What needs to be done: State how many lines in the listing below hold the string "yellow"; nothing else is wanted.

Working data:

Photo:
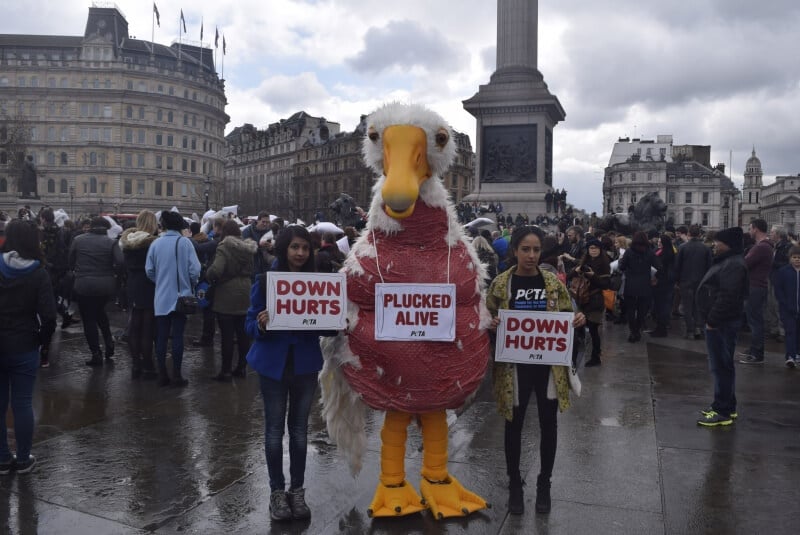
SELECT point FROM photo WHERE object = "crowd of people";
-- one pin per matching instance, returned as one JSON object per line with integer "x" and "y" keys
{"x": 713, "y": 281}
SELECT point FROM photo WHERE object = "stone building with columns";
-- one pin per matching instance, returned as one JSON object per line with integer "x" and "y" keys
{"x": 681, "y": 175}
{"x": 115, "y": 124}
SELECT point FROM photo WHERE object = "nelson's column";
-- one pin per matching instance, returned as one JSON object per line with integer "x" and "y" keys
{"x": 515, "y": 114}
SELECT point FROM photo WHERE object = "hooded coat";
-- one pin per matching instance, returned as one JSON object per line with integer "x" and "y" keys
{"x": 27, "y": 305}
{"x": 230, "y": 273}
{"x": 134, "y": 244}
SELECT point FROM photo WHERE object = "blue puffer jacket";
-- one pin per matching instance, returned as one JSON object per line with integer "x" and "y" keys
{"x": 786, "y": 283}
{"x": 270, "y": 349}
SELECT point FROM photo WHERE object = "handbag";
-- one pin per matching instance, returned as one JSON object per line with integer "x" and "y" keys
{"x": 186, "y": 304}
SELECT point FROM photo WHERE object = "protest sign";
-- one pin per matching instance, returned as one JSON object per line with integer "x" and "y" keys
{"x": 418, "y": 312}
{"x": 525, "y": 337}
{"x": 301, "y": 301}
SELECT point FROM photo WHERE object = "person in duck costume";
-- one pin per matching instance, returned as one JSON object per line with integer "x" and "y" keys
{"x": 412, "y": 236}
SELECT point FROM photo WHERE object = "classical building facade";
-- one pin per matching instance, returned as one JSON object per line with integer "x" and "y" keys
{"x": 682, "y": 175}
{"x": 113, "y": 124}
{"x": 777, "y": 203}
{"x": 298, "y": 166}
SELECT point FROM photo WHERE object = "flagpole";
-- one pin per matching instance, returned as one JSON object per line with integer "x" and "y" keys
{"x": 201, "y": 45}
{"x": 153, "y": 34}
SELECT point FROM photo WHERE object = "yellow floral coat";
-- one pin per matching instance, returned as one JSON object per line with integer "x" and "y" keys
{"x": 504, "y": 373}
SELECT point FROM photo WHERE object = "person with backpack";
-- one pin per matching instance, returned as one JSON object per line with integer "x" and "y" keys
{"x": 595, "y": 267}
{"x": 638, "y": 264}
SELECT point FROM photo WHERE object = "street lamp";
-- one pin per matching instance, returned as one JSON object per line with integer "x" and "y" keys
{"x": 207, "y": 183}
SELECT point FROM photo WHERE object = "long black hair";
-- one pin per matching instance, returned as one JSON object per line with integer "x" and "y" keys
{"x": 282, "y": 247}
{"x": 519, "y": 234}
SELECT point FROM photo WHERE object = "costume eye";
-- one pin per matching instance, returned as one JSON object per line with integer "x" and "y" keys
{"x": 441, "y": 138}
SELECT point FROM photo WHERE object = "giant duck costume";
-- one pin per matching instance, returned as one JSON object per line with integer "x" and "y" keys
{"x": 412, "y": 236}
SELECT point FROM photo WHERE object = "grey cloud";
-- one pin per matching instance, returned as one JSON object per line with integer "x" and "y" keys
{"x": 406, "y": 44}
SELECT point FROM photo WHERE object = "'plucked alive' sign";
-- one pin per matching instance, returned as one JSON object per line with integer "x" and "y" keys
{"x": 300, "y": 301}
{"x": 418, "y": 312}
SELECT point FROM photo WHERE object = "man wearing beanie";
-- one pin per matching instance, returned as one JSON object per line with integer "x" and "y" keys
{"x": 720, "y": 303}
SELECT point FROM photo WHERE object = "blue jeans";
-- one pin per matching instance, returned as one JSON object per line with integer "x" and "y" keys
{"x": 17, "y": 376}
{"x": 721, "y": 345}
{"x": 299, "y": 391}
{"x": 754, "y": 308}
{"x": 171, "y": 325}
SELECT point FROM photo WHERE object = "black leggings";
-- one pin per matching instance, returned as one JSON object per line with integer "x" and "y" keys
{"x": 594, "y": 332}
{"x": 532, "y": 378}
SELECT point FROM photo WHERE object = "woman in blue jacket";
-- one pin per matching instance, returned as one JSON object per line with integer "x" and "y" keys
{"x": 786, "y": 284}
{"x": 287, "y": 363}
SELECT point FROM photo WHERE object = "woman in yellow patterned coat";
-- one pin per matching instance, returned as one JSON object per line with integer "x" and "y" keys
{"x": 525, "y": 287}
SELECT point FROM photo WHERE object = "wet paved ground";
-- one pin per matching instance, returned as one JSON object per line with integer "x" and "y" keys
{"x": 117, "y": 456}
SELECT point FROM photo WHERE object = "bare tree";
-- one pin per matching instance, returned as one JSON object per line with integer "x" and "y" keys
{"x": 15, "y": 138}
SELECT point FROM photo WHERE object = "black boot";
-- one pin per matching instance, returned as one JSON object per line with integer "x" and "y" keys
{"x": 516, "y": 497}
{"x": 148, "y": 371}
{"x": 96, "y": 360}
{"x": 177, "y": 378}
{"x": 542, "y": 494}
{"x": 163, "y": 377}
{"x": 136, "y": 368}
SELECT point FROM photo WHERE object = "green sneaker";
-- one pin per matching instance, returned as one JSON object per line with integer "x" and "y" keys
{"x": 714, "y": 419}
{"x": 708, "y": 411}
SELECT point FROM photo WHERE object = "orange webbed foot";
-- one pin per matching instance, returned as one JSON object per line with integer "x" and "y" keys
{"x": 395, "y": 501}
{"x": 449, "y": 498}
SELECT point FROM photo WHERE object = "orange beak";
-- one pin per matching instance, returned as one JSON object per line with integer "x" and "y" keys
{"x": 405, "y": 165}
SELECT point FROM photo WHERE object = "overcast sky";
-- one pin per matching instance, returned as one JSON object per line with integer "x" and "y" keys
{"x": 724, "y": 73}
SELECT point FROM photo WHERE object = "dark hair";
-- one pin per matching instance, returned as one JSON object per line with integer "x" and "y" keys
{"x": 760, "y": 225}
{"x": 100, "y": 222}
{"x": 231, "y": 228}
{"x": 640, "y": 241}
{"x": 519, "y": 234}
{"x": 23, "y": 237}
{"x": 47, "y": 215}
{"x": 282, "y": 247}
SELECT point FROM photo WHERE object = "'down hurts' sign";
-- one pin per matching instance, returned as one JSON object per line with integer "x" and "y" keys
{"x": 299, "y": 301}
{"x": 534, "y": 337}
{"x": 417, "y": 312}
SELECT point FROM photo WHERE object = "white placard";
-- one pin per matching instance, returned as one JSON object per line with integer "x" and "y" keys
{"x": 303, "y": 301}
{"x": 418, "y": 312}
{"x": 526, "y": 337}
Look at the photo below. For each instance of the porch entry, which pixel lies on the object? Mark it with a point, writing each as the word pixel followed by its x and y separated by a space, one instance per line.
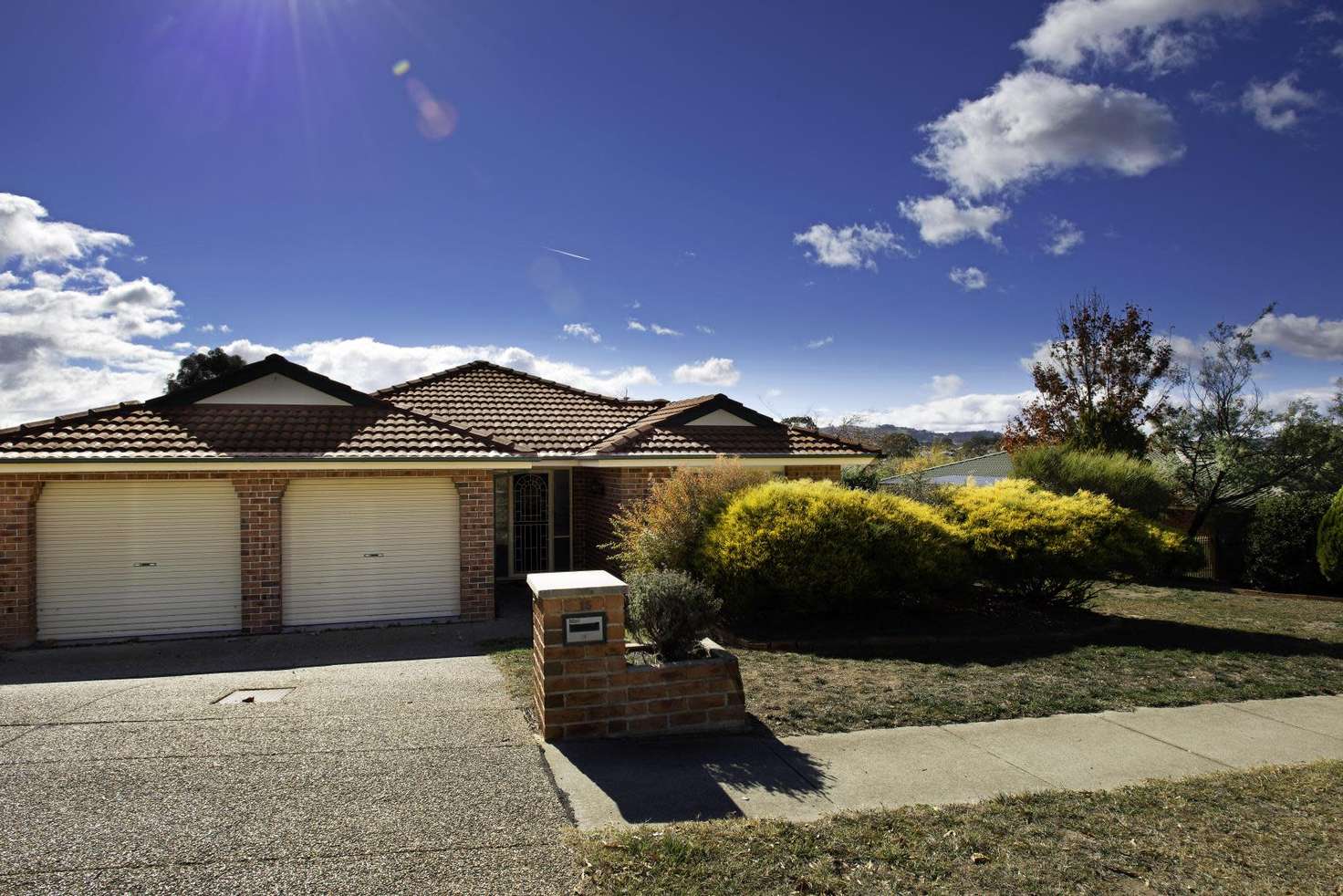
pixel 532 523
* * *
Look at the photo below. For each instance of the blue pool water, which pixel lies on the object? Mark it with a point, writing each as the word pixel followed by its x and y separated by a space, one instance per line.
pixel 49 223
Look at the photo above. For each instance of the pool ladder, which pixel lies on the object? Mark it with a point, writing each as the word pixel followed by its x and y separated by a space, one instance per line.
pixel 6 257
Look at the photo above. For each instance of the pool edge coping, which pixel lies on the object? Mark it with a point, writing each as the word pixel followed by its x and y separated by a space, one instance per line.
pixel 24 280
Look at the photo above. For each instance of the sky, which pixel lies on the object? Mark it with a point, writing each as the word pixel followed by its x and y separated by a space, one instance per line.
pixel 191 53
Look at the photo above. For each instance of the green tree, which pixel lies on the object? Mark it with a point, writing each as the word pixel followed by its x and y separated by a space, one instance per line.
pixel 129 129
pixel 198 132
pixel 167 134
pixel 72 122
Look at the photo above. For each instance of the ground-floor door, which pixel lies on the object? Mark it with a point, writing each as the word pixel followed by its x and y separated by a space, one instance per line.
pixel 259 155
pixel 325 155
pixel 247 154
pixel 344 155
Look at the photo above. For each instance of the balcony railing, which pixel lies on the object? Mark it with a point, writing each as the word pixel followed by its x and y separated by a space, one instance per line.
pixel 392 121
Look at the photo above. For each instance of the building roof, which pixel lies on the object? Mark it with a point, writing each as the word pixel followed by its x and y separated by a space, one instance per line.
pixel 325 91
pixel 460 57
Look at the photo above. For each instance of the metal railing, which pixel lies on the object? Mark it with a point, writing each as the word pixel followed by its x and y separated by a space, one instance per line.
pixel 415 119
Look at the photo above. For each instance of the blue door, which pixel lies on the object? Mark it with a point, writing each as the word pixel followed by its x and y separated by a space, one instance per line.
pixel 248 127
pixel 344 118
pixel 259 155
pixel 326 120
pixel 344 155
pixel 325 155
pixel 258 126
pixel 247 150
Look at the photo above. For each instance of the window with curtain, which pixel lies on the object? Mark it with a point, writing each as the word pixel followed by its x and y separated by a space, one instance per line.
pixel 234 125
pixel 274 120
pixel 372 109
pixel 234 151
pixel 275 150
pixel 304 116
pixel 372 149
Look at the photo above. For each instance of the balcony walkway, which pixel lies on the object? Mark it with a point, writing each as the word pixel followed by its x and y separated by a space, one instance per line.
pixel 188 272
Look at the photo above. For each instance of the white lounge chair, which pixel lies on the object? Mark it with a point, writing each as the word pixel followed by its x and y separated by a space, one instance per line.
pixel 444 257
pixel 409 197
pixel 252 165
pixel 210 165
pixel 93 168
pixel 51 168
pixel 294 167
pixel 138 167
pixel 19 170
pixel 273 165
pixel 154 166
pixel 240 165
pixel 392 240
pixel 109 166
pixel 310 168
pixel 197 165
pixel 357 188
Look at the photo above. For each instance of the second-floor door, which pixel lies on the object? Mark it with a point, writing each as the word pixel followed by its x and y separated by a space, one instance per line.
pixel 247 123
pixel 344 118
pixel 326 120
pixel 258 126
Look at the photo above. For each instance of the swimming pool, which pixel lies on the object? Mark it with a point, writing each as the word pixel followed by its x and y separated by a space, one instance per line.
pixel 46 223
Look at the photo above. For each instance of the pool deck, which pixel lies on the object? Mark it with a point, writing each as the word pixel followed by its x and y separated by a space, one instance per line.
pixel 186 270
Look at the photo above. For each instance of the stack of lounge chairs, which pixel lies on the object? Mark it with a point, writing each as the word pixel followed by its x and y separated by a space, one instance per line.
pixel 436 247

Answer below: 2